■ Фрагмент текста ■
::::::::

Выпуск: №19-20 1998

Рубрика: Персоналии

Кольцо горизонта

Кольцо горизонта

Борис Михайлов. Из серии «У земли». Courtesy XL Галерея

Екатерина Деготь. Родилась в Москве. Критик и теоретик современного искусства. Обозреватель газеты «Коммерсант Daily». Член редакционного совета «ХЖ». Живет в Москве.

Ман Рэй выступил с утверждением, что кино есть высшее из искусств, примерно в те же годы, когда аналогичное заявление сделал Владимир Ленин. Сюрреалиста и политического деятеля интересовало одно и то же: суггестия кино, его способность к внушению, не разоблаченному слишком большой очевидностью материальных средств. В этом, разумеется, могла помочь и фотография — и действительно, как политические режимы, так и художественные течения 30-х годов широко ею пользовались. Но кино предлагало большее — возможность контролировать процесс восприятия картины зрителем, следить за ним, совпадая с его временем. Возможно, рождению так называемого актуального искусства мы полностью обязаны кинематографу — просто не связываем дату рождения с датой зачатия. Правда, в эксплицитный диалог с кино искусство вступило довольно поздно — может быть, вообще лишь в наши дни. И возможно, под видом экспансии фотографии в область визуальных искусств (а этого нельзя не заметить) сейчас происходит нечто совершенно противоположное: экспансия эстетики кино. И если фотография в XIX веке часто определяла себя по отношению к живописи, то сегодня она все чаще определяет себя по отношению к кино — как его часть: кинокадр, или film still, то есть кадр инсценированный. Кино дает зрителю время испугаться, а фотография этого чувства в принципе пробудить не может — в ней все уже состоялось; поэтому фотографии, ассоциирующие себя с кино, мы узнаем по исходящему от них чувству опасности.

***

Серия классика концептуальной фотографии Бориса Михайлова «У земли» была снята в 1991 году в Харькове и запечатлела, по определению художника, «жизнь вообще»: бедный провинциальный городской пейзаж. «Раньше «плохое» было как выхваченная случайность, и это понималось как антисоветскость. А теперь этого плохого очень много, это тенденция...» — таков авторский комментарий[1].

::::::::

Записи из набора данных для указания:

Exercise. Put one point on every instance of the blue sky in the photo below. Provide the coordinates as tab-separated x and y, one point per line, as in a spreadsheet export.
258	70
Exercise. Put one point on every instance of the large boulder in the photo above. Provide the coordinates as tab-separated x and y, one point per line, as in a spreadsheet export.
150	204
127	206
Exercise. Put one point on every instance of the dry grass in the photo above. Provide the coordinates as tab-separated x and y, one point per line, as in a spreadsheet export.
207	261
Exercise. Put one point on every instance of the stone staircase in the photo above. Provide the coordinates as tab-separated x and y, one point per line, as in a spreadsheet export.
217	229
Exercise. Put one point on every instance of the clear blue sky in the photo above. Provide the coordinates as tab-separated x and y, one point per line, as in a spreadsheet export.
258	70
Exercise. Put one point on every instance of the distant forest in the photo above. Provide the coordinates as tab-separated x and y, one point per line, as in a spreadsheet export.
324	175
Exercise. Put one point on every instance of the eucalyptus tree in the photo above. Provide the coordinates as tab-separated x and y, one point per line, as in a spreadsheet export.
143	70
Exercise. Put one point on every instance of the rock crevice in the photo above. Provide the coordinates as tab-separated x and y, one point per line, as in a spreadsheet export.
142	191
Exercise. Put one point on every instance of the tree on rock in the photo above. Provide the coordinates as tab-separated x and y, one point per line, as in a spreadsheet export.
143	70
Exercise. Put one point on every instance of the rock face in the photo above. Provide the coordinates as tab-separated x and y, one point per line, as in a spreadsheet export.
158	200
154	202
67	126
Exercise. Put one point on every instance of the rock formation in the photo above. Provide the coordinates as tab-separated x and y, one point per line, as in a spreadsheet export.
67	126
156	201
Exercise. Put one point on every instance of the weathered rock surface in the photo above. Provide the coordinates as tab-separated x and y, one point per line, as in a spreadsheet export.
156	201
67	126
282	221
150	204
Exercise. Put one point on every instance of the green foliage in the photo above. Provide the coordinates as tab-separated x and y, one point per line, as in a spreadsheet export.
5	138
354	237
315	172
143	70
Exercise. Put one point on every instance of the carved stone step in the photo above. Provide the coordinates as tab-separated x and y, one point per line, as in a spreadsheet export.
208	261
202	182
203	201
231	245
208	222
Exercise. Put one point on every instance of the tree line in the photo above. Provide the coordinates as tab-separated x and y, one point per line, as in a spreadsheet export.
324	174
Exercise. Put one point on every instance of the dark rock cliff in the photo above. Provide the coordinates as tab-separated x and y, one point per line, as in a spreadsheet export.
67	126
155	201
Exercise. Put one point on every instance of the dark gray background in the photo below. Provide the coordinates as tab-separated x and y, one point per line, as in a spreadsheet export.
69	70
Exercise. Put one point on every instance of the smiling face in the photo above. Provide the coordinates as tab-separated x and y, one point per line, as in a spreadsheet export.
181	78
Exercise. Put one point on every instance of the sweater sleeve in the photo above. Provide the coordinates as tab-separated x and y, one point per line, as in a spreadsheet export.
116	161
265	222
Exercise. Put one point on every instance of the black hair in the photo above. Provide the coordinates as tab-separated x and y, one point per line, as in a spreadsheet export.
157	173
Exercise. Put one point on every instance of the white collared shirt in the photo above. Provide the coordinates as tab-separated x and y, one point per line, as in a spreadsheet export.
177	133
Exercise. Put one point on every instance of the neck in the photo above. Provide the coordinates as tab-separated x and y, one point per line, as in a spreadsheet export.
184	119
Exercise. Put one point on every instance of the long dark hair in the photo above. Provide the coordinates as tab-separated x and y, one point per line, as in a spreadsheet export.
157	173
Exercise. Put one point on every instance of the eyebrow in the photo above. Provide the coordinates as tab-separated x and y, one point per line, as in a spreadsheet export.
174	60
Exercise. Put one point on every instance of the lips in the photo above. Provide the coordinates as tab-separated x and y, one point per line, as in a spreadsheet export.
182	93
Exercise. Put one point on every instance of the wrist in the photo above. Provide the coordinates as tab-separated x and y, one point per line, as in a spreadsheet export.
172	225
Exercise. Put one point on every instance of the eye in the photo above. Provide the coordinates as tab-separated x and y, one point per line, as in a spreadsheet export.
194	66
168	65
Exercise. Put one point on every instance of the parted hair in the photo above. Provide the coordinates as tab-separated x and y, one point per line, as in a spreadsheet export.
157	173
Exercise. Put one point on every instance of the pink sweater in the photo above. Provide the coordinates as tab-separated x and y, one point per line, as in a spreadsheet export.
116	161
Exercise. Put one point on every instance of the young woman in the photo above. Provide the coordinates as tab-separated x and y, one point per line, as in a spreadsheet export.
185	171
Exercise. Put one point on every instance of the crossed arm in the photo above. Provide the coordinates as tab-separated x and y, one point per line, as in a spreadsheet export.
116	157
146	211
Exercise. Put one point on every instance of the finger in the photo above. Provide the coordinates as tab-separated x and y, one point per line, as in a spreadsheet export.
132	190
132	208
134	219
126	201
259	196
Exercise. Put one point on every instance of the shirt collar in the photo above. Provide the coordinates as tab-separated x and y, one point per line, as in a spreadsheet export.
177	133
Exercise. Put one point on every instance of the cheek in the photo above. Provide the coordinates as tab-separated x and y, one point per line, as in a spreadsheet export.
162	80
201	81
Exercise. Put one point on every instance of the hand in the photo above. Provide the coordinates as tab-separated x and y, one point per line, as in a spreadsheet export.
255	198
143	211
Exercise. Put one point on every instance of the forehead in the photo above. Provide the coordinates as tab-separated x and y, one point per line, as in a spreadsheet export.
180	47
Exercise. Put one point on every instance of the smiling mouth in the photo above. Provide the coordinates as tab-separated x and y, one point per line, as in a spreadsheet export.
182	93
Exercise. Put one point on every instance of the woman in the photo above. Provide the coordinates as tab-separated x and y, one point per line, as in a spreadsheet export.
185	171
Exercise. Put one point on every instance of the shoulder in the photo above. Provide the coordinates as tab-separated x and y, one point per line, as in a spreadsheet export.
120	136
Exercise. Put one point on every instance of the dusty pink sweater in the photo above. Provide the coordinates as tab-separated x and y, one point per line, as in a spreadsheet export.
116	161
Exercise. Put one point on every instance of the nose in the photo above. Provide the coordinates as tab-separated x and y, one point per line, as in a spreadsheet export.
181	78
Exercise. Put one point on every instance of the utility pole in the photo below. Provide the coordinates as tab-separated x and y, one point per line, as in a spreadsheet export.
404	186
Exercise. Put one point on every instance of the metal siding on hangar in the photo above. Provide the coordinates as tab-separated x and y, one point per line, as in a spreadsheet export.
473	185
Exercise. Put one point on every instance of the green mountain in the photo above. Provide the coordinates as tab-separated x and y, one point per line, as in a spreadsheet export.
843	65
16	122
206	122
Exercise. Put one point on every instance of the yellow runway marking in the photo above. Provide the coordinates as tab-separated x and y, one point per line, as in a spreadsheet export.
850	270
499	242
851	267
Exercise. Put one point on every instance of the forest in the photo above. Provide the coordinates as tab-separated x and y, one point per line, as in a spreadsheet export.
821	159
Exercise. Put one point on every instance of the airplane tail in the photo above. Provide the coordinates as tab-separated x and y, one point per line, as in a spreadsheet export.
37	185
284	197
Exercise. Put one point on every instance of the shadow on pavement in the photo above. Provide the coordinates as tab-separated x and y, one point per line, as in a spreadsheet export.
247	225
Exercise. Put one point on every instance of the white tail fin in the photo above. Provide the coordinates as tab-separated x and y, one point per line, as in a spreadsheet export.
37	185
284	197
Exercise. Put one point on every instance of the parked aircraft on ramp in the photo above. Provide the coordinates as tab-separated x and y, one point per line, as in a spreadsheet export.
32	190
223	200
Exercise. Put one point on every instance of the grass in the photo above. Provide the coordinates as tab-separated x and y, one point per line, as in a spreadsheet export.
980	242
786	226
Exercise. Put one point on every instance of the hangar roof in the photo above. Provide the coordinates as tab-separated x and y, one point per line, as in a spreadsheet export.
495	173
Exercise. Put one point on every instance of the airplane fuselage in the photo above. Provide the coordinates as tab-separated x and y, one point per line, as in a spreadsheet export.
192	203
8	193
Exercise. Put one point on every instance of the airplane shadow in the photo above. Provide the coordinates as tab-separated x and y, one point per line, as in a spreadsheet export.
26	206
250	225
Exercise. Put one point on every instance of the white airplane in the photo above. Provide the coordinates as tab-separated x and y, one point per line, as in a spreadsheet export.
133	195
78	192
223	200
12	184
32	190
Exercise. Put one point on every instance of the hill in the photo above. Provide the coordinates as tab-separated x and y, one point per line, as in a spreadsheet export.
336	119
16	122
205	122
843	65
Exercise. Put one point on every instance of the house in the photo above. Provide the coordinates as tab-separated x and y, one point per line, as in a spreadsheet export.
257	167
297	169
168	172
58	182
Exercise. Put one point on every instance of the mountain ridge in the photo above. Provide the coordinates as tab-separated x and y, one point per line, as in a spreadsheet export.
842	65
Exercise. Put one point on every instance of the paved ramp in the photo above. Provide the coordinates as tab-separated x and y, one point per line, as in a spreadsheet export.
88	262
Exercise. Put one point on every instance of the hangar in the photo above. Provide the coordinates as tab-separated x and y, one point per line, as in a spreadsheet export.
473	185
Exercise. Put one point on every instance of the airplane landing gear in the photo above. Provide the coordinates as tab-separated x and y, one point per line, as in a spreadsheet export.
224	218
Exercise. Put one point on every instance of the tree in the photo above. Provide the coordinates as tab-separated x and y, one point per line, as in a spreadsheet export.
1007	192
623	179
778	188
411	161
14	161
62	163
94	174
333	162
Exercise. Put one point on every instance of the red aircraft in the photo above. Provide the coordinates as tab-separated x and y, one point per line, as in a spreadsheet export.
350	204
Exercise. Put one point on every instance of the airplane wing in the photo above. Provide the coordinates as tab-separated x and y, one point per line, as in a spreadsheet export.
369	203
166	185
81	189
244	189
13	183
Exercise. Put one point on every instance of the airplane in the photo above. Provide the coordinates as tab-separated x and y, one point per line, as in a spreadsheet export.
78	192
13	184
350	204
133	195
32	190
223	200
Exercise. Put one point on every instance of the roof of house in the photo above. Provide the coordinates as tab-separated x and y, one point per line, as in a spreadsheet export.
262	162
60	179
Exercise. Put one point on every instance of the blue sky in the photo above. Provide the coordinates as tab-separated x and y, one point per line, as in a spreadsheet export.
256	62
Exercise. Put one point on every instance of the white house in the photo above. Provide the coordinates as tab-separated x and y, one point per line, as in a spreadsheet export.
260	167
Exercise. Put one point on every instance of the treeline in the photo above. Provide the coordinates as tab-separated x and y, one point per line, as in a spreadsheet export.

::::::::

■ Задания ■
1/ Какие люди названы во фрагменте статьи по имени и фамилии? Перечислите каждого по одному разу.
2/ Перепечатайте из фрагмента статьи отрывок, начиная со слов «Екатерина Деготь. Родилась» и заканчивая словами «Живет в Москве.» включительно.

■ Ответы ■
1/ Борис Михайлов, Екатерина Деготь, Ман Рэй, Владимир Ленин.

2/
Екатерина Деготь. Родилась в Москве. Критик и теоретик современного искусства. Обозреватель газеты «Коммерсант Daily». Член редакционного совета «ХЖ». Живет в Москве.